TASKS TO CARRY OUT:
#1 From the Lustre short-writes post, write out the stretch from "[Lustre-discuss] short writes" through "behaviour from Lustre." word for word.
#2 In the Lustre short-writes post, which signals does the poster's site use to suspend and resume jobs?
#3 Proceed with the Lustre short-writes post, picking up right after its final sentence.

DOCUMENT SEGMENT:
If this information is useful, please help other people find it:
Share via:

David Singleton

2010-Jul-08 13:25 UTC

[Lustre-discuss] short writes

The POSIX standard pretty clearly allows short writes to occur (number of
bytes written less than requested in a successful call to write) but its
not something you see very often and I dont think many users/applications
expect it to occur when writing to disk based files.  We are seeing it
fairly regularly and just wanted to confirm that we (rather our users)
should expect this behaviour from Lustre.

We are seeing the issue with the infamous Gaussian quantum chem code
which spends literally days constantly writing and reading to scratch files
in roughly 1GB chunks as part of out-of-core solvers.  We manage jobs using
simple SIGSTOP/SIGCONT based suspend/resume and occasionally jobs will flag
a short write immediately after a SIGCONT. The application incorrectly
treats this as an error and aborts.  Adding code to complete the write
appears to fix the problem (as you''d hope).  Now we are at the stage of
"debating" with the application developers whether it''s their
problem or
Lustre''s.

Is this considered normal Lustre behaviour?

This is with 1.8.3 clients on 2.6.27.46.

Collection entries:

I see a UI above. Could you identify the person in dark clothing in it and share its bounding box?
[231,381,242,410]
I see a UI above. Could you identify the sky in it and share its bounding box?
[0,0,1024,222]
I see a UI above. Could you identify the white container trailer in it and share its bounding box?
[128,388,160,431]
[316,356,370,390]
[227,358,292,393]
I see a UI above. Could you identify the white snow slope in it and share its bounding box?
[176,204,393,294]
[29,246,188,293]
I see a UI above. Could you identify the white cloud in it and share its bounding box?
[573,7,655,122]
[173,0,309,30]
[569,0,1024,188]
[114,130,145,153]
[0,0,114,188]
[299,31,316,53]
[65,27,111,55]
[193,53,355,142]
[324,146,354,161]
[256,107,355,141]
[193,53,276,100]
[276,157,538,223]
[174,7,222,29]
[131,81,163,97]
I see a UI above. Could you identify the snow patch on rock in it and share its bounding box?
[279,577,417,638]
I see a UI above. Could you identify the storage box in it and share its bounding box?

THE RESULTS:
#1
[Lustre-discuss] short writes

The POSIX standard pretty clearly allows short writes to occur (number of
bytes written less than requested in a successful call to write) but its
not something you see very often and I dont think many users/applications
expect it to occur when writing to disk based files.  We are seeing it
fairly regularly and just wanted to confirm that we (rather our users)
should expect this behaviour from Lustre.

#2 SIGSTOP and SIGCONT.

#3
Thanks,
David

Kevin Van Maren

2010-Jul-08 13:53 UTC

head link

[Lustre-discuss] short writes

Hi David,

I''ve also seen short writes on local file systems -- can''t
even count
the number of times I''ve modified codes to use wrappers that handle 
short reads/writes.  Not at all surprised you see them when suspending 
the app.

http://www.opengroup.org/onlinepubs/000095399/functions/write.html
"If write() is interrupted by a signal after it successfully writes some 
data, it shall return the number of bytes written."
Similar language exists for read as well.  I always thought libc should 
handle the retry for you by default, but I didn''t write the spec.

Signals are relatively rare, and the window is a bit smaller for a local 
file system, which may be why they haven''t seen it/properly dealt with 
it yet.

Kevin

David Singleton wrote:> The POSIX standard pretty clearly allows short writes to occur (number of
> bytes written less than requested in a successful call to write) but its
> not something you see very often and I dont think many users/applications
> expect it to occur when writing to disk based files.  We are seeing it
> fairly regularly and just wanted to confirm that we (rather our users)
> should expect this behaviour from Lustre.
>
> We are seeing the issue with the infamous Gaussian quantum chem code
> which spends literally days constantly writing and reading to scratch files
> in roughly 1GB chunks as part of out-of-core solvers.  We manage jobs using
> simple SIGSTOP/SIGCONT based suspend/resume and occasionally jobs will flag
> a short write immediately after a SIGCONT. The application incorrectly
> treats this as an error and aborts.  Adding code to complete the write
> appears to fix the problem (as you''d hope).  Now we are at the
stage of
> "debating" with the application developers whether it''s
their problem or
> Lustre''s.
>
> Is this considered normal Lustre behaviour?
>
> This is with 1.8.3 clients on 2.6.27.46.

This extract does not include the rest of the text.